October is the month of the annual Alzheimer Europe (www.alzheimer-europe.org) meeting. This year three BUDI team members attended the rather nice setting in Vienna a draw for everyone, although we all had very different agendas and expectations. Alzheimer Europe is one of my personal favourite conferences as I’ve been going for years and it creates the opportunity to meet with new and catch up with a range of international colleagues, and is actually the main reason I go to these kind of events; yes it is good to present the work, and as a team we had two posters and three oral presentations this year, which is not bad for an Institute only in existence for 6 months, but it is the networking aspect that provides inspiration and creates new ideas and new collaborations that motivates me to go to these kind of events.
Patricia McParland is BUDI’s project manager, she has presented at a few dementia conferences in the last 3 years but for this conference her main concern was to ensure her cutting edge work doctoral work, that she is in the final throes of writing up, on public awareness of dementia is getting out there as this is an area of increasing policy concern both in the UK and internationally and many are starting to work in this particular area. As well as presenting a poster on her doctoral work that received positive attention, she presented a paper reporting on one of BUDI’s project about Dementia Friendly Tourism. The concept of Dementia Friendly Tourism has caught the imagination of many we speak to about our dementia work and this proved to be the case again in Vienna. Colleagues from France, Spain and Jersey were particularly interested in this project and keen to explore how these ideas could be applied to their regions; we will see what transpires over the coming months in the way of collaboration but this is a nice example of the added value of going to a conference.
Clare Cutler is a research assistant in BUDI and has just started her PhD exploring experiences of war and dementia, as an Early Career Researcher Clare was thrilled to be attending her first interational conference, and her excitement was contagious! but she was also rather anxious about giving her first presentation on one of BUDI’s projects, GRIID, Gateway to Rural International Innovations in Dementia, on behalf of an international team. She needn’t have worried as she went down a storm; mainly because she said at the beginning that she was nervous, this was her first presentation and then let out a big sigh as she finished. This created a huge amount of goodwill to her personally as well as her giving a presentation on an innovative interational partnership project. We had received the support of Alzheimer Disease International (www.alz.co.uk) to conduct part of this study and the opportunity for further discussion about working together to target rural areas and developing countries is another of the added value benefits that being in Vienna brought for me this year.

Extracted entries
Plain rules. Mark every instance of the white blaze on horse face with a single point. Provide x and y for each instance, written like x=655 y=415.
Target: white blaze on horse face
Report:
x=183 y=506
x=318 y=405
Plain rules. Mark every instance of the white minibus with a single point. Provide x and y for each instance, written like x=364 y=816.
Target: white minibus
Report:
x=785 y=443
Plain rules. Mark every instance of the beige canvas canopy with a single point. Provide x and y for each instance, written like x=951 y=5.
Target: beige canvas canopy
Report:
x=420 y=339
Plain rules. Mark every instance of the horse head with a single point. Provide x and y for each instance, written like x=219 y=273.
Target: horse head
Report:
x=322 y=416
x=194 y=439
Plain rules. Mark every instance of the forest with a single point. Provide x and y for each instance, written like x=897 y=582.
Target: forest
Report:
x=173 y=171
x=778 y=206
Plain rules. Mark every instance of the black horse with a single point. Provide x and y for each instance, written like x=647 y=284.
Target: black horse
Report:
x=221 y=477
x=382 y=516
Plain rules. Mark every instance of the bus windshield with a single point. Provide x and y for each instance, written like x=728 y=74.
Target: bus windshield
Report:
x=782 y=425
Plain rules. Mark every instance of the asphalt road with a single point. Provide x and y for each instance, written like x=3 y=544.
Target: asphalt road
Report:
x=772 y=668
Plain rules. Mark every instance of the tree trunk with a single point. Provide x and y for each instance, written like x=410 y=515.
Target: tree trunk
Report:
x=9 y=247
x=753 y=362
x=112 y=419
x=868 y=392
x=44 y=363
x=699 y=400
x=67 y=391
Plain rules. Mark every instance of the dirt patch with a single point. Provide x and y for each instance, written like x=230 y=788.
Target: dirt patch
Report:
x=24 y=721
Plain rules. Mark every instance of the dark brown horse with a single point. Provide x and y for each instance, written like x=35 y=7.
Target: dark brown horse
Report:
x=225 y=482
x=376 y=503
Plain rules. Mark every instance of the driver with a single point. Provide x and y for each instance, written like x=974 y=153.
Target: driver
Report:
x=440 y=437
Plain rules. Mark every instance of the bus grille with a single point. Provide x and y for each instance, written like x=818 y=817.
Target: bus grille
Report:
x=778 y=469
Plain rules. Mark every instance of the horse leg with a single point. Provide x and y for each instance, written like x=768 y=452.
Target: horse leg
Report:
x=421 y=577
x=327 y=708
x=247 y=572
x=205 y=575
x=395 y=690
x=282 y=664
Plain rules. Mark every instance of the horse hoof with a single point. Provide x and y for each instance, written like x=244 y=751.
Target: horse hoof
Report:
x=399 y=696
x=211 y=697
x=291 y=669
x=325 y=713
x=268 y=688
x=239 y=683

Your tasks
- 1) Extract the passage of the Alzheimer Europe meeting post starting at "October is the" and ending at "kind of events.".
- 2) In the Alzheimer Europe meeting post, which places had colleagues who were particularly interested in the Dementia Friendly Tourism project?

Answers provided
- 1)
October is the month of the annual Alzheimer Europe (www.alzheimer-europe.org) meeting. This year three BUDI team members attended the rather nice setting in Vienna a draw for everyone, although we all had very different agendas and expectations. Alzheimer Europe is one of my personal favourite conferences as I’ve been going for years and it creates the opportunity to meet with new and catch up with a range of international colleagues, and is actually the main reason I go to these kind of events; yes it is good to present the work, and as a team we had two posters and three oral presentations this year, which is not bad for an Institute only in existence for 6 months, but it is the networking aspect that provides inspiration and creates new ideas and new collaborations that motivates me to go to these kind of events.

- 2)
France
Spain
Jersey